» ARTÍCULO
De su vida poco más nos contó. En la boda jerezana se dio cuenta de que a la familia de la novia le encantaba el vino y la comida española, y cuando vino a Kyoto a celebrar su segunda boda, y comprobó que en toda la ciudad no había todavía ni un solo restaurante español, tuvo muy claro cuál era su futuro. Con el dinero y el trabajo de su mujer y el arte del propio Pepito, llevaban ya seis años con el negocio, y no tenían la menor intención de volver a España, al menos mientras no ahorraran lo suficiente como para poder establecerse en Jerez por todo lo alto, con un restaurante andaluz-japonés de categoría.

 En un momento dado, nos abandonó: -Ustedes me vais a perdonar, pero tengo que trabajar un rato- Y sin más, agarró una guitarra, se subió a una pequeña tarima en el fondo del local, y se arrancó a tocar y cantar por sevillanas. Minako, que había cambiado el delantal por un traje de lunares, hizo una buena exhibición de baile, ante los aplausos entusiastas de los clientes. Lo que no consiguieron fue que María y yo les acompañáramos, ni siquiera con las palmas. ¡Hasta ahí podíamos llegar, un gallego y una vascas tocando palmas en Kyoto! Eso sí, fuimos los últimos en abandonar el local, entre promesas de volver otro día, que al final no cumplimos.

 La noche en el ryokan, entre el agotamiento de la visita a no recuerdo cuantos templos, el remate con juerga flamenca, y la paz que irradiaba nuestra habitación minimalista, nos trajo un largo y profundo sueño reparador, que nos permitiría al día siguiente afrontar otro largo recorrido, esta vez por los llamados templos del este.

 Empezamos por el Toji-in, solo para abrir boca, ya que está considerado como un templo menor. Pero quedaba al lado de la parada del autobús, estábamos todavía frescos, y no pudimos resistirnos. Este templo era el favorito del clan Ashikaga, de forma que todos los sogunes de esta dinastía están enterrados en él, y en uno de sus pabellones se pueden contemplar las estatuas de los quince señores feudales. El lugar era muy tranquilo, sin más visitantes que nosotros dos, y pudimos disfrutar paseando tranquilamente por los jardines, en los que destacaban unos grandes estanques cubiertos de lotos.

» DATOS DE PARTIDA

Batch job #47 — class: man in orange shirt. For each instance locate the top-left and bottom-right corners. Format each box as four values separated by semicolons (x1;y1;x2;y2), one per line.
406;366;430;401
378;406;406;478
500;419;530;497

» ENUNCIADO
Transcribe sin cambios el pasaje del artículo sobre Kyoto que va de "En un momento" a "final no cumplimos.".

» SOLUCIÓN
En un momento dado, nos abandonó: -Ustedes me vais a perdonar, pero tengo que trabajar un rato- Y sin más, agarró una guitarra, se subió a una pequeña tarima en el fondo del local, y se arrancó a tocar y cantar por sevillanas. Minako, que había cambiado el delantal por un traje de lunares, hizo una buena exhibición de baile, ante los aplausos entusiastas de los clientes. Lo que no consiguieron fue que María y yo les acompañáramos, ni siquiera con las palmas. ¡Hasta ahí podíamos llegar, un gallego y una vascas tocando palmas en Kyoto! Eso sí, fuimos los últimos en abandonar el local, entre promesas de volver otro día, que al final no cumplimos.